• Natural language region descriptions
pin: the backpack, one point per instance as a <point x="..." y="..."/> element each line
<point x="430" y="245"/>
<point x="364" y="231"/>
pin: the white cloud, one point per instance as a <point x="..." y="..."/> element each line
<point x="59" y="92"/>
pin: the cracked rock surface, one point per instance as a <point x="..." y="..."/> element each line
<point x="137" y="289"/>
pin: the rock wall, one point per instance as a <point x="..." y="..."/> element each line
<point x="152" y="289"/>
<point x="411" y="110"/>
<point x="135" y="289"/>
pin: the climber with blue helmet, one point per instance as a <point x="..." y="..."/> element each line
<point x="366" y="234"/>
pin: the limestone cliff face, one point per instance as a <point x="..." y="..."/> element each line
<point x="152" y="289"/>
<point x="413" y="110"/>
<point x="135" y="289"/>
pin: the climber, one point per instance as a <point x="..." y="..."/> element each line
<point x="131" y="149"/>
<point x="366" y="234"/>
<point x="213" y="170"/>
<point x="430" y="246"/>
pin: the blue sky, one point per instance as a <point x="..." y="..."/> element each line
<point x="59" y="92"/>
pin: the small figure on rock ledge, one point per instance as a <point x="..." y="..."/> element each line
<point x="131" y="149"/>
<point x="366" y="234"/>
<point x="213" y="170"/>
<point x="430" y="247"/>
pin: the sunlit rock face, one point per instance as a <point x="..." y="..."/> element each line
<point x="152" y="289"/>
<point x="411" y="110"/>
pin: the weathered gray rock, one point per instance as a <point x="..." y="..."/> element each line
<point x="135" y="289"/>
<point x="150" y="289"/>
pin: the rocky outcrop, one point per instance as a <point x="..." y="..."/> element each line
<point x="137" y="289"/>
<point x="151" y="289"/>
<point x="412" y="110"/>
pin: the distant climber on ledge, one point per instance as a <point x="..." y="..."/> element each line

• Task goal
Print precisely the lines from the one with "pin: the weathered" through the end of the data above, adding nothing.

• Your solution
pin: the weathered gray rock, one point per instance as a <point x="..." y="..."/> element each line
<point x="135" y="289"/>
<point x="150" y="289"/>
pin: the rocky outcrop, one point per instance as a <point x="..." y="..."/> element each line
<point x="137" y="289"/>
<point x="151" y="289"/>
<point x="412" y="110"/>
pin: the distant climber on ledge, one point per instance as a <point x="..." y="..."/> element each line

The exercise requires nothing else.